[START Extracted information]

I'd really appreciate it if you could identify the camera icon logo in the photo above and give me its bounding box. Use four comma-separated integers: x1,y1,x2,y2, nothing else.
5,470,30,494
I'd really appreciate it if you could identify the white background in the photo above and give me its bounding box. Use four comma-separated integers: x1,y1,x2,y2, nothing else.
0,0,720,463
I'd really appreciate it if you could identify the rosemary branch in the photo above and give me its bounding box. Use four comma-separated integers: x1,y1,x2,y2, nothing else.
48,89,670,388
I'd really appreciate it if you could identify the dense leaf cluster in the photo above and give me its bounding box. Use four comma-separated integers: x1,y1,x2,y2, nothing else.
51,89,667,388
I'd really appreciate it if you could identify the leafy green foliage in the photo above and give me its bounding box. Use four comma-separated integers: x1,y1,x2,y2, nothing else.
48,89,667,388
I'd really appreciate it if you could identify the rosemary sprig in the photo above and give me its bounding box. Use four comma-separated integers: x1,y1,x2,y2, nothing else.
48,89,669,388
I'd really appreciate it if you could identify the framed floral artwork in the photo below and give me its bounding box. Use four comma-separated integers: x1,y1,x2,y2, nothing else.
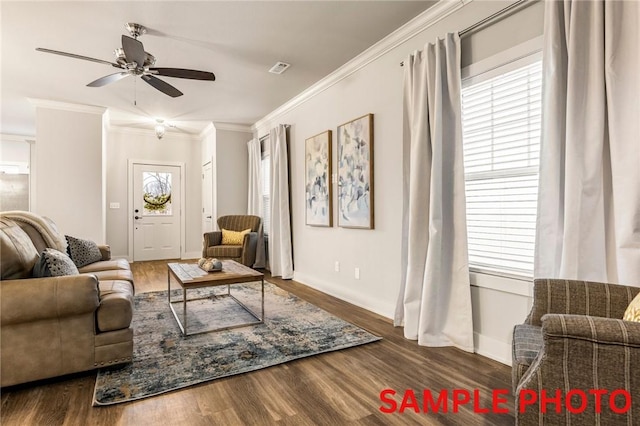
304,130,333,226
338,114,374,229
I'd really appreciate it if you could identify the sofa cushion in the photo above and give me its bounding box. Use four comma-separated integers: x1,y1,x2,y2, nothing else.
513,324,542,365
78,259,131,274
206,246,242,259
90,269,133,285
96,280,133,332
0,218,38,280
33,248,79,278
222,228,251,246
64,235,102,268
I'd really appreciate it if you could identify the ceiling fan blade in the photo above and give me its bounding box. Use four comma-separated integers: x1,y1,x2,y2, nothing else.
142,75,183,98
87,72,129,87
36,47,120,68
122,35,147,67
149,68,216,81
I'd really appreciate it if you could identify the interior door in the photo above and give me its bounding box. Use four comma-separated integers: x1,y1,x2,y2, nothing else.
202,163,213,234
131,164,181,261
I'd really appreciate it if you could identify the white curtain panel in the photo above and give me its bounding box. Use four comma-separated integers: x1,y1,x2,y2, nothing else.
247,138,265,268
269,124,293,279
394,34,473,352
534,0,640,285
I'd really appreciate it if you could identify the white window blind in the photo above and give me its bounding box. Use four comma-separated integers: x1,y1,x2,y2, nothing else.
260,154,271,235
462,61,542,276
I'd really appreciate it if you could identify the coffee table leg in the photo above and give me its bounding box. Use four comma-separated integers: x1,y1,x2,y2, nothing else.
182,288,187,336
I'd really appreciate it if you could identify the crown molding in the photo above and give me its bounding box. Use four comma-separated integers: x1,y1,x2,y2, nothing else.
198,123,216,139
108,125,200,142
0,133,36,143
213,122,253,133
27,98,107,115
251,0,472,131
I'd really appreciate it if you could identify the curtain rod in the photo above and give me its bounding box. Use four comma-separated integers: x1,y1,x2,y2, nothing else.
400,0,540,67
258,124,291,142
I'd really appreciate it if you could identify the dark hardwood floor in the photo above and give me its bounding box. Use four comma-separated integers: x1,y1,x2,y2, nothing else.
0,261,514,426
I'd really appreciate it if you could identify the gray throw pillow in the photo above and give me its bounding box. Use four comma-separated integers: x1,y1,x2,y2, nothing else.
32,248,79,278
64,235,102,268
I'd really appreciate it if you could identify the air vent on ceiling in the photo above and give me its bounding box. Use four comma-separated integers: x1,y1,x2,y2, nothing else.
269,62,291,74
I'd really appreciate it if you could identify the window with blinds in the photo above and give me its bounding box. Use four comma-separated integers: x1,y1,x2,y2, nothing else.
462,60,542,276
260,152,271,235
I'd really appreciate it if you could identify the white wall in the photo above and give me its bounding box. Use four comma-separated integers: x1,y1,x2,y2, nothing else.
0,134,34,174
106,128,202,260
256,1,542,364
201,124,253,229
214,130,252,217
31,102,105,244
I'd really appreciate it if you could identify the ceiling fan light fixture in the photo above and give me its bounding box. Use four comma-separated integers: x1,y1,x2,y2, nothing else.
155,119,167,140
269,61,291,74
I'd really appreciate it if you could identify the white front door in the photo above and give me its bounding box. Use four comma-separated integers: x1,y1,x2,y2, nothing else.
131,163,181,261
202,163,213,234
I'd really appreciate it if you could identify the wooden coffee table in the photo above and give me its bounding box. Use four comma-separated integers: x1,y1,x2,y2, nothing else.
167,260,264,336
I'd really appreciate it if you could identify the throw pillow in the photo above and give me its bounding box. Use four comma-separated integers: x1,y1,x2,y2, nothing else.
32,248,79,278
222,228,251,246
622,293,640,322
64,235,102,268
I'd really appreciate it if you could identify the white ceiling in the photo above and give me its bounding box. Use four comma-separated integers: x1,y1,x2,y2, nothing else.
0,0,435,135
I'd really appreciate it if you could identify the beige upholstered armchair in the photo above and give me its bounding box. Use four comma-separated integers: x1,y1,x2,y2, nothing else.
512,279,640,425
202,215,262,267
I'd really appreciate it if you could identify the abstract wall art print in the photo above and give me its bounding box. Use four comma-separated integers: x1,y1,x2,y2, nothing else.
304,130,333,226
338,114,373,229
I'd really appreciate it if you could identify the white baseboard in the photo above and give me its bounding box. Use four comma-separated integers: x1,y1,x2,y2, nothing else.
473,332,511,365
293,272,395,319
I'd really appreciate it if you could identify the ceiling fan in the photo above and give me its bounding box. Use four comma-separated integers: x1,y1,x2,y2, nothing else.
36,23,216,98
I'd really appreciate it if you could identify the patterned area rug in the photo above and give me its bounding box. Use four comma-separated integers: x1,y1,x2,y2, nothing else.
93,282,380,406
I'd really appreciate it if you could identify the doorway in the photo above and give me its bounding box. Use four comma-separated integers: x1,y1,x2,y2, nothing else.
129,162,184,262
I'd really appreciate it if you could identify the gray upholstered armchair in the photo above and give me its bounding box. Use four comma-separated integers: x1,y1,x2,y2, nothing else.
512,279,640,425
202,215,262,267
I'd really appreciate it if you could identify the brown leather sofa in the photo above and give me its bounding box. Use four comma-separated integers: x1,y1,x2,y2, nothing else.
0,214,134,387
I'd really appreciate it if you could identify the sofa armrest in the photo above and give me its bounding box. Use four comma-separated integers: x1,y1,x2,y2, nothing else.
98,244,111,260
516,314,640,424
202,231,222,257
542,314,640,349
525,279,640,326
0,275,100,327
242,232,258,267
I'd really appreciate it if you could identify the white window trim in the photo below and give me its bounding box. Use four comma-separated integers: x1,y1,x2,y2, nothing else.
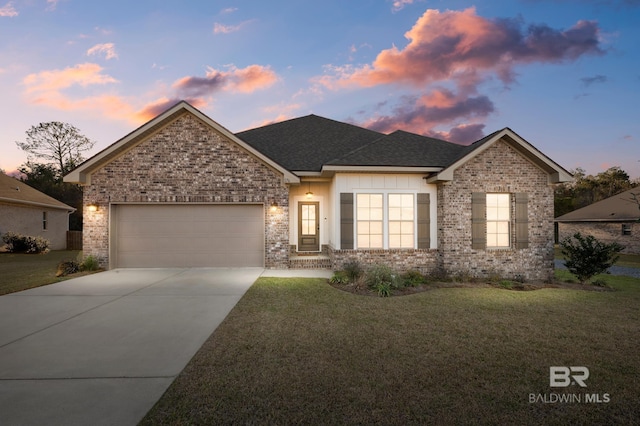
353,188,418,250
485,192,513,250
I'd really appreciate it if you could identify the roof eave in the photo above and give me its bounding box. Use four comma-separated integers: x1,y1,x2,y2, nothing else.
427,128,573,184
63,101,300,185
0,197,76,213
321,165,442,174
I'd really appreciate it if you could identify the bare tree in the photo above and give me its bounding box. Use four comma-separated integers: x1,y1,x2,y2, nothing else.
16,121,95,176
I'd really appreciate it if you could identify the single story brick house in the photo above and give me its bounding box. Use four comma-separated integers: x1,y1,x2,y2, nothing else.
0,173,76,250
65,102,572,280
555,188,640,254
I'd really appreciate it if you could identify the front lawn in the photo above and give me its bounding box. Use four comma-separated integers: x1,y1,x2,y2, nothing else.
142,276,640,425
0,250,80,295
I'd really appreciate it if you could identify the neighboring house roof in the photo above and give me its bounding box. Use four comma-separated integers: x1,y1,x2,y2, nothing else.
0,173,76,212
236,114,384,172
555,188,640,222
64,101,300,184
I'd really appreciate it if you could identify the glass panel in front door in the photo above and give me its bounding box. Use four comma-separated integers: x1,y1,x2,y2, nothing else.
302,204,317,235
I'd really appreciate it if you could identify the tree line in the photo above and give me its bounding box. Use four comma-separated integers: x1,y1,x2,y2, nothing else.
554,166,640,217
2,121,640,230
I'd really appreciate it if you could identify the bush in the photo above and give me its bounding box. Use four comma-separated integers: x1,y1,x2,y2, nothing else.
400,270,427,287
560,232,624,284
56,260,80,277
329,271,349,284
342,260,364,283
2,232,50,254
364,265,402,296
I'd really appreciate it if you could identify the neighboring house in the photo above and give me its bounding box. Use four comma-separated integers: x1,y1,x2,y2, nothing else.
65,102,571,280
0,173,76,250
556,188,640,254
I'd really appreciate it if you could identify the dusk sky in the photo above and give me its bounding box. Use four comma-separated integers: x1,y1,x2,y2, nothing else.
0,0,640,178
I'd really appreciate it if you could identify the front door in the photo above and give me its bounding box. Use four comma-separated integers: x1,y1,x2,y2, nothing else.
298,202,320,251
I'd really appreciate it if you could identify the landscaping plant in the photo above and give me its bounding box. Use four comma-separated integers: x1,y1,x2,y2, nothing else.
560,232,624,284
2,232,50,254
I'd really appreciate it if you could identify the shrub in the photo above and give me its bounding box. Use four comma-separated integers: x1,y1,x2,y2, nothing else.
329,271,349,284
2,232,50,254
80,255,100,271
373,282,391,297
56,260,80,277
560,232,624,284
343,260,364,282
400,270,427,287
364,265,402,296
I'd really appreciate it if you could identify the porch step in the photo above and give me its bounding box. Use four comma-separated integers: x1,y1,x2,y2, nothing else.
289,254,331,269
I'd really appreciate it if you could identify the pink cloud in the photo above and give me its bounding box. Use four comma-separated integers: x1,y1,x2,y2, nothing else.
23,63,117,95
360,88,495,143
322,7,604,143
87,43,118,59
173,65,278,98
319,8,603,87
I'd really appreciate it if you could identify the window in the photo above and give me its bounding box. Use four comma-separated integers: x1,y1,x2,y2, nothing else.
487,194,511,247
356,194,383,248
389,194,414,248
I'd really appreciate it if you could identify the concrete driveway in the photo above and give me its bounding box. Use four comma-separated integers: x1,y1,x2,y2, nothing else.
0,268,263,425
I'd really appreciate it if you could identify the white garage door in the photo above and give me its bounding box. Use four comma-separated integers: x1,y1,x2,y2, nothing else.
111,204,264,268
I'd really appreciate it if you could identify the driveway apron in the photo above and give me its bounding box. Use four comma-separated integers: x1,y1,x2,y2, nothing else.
0,268,263,425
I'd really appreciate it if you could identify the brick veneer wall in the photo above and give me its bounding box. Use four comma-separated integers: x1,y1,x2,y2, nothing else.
438,141,553,281
328,247,439,274
83,113,289,268
558,222,640,254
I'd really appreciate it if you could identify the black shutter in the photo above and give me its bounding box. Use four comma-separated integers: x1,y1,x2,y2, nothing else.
515,193,529,249
340,192,353,250
471,192,487,250
418,193,431,249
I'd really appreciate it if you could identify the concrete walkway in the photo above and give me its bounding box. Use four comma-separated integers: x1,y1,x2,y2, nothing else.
0,268,264,425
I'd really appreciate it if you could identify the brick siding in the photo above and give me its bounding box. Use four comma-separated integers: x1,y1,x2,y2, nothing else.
438,141,553,281
83,114,289,268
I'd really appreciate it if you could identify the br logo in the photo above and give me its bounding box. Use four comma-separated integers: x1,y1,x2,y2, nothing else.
549,366,589,388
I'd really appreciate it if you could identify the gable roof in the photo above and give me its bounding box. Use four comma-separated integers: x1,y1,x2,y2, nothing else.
236,114,384,172
64,101,300,184
0,173,76,212
555,188,640,222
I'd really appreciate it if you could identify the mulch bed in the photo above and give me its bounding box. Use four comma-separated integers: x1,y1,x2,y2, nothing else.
327,280,615,297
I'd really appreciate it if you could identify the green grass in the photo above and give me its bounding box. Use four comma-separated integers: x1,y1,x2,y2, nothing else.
142,276,640,425
0,250,80,295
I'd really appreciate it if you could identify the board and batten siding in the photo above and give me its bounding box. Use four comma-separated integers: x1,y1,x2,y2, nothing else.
330,173,438,249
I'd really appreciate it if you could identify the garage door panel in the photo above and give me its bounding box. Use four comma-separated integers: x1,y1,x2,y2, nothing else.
112,205,264,268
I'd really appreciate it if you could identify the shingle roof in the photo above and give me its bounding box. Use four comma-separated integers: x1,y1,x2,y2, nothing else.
0,173,75,211
327,130,466,167
236,114,384,171
556,188,640,222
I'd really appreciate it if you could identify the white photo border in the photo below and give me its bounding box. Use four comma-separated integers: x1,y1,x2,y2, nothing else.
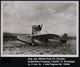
1,1,79,57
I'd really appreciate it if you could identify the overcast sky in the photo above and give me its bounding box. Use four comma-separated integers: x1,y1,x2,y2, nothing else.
2,1,77,35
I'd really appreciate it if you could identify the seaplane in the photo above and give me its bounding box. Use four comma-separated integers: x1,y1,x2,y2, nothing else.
17,24,68,45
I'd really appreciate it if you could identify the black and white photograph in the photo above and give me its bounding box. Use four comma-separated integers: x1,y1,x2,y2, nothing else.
1,1,79,57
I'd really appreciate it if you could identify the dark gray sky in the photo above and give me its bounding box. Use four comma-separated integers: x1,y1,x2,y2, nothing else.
2,1,77,35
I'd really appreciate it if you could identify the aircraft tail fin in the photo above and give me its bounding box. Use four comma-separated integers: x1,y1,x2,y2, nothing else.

[END Extracted information]

Write out the listing again from its first line through the line that contains "48,89,669,388", swapping "rosemary branch" for "rosemary stem" and leaving everything else unchanged.

● **Answer to the exercise**
I'd really appreciate it if you could identify the camera icon logo in the photo above and give me its bounding box. Use four comma-separated integers: x1,y1,x2,y2, nothing else.
5,470,30,494
I'd really appreciate it if you could identify the white background in the photo above and give me its bounding box. Use four comma-separated integers: x1,y1,x2,y2, nothing else.
0,0,720,463
I'd really appreciate it if you could identify the rosemary stem in the photo above and give me its bounding box. Use four comma-separated integers: x1,y1,x2,y2, nothing else.
48,89,670,388
I'd really appreciate it if you could identify the dense leaf cluster in the photo above and give me its bounding box. Use four comma-separated integers: x1,y1,x2,y2, nothing else.
51,89,667,388
I'd really appreciate it if you could identify the leafy green foliage in the photo above and give me its bounding box. Use four comma-separated integers: x1,y1,x2,y2, nothing else.
48,89,667,388
I'd really appreciate it if you could identify the rosemary sprig in the photo above and give me its bounding box. Use four comma-separated integers: x1,y1,x2,y2, nothing else.
48,89,669,388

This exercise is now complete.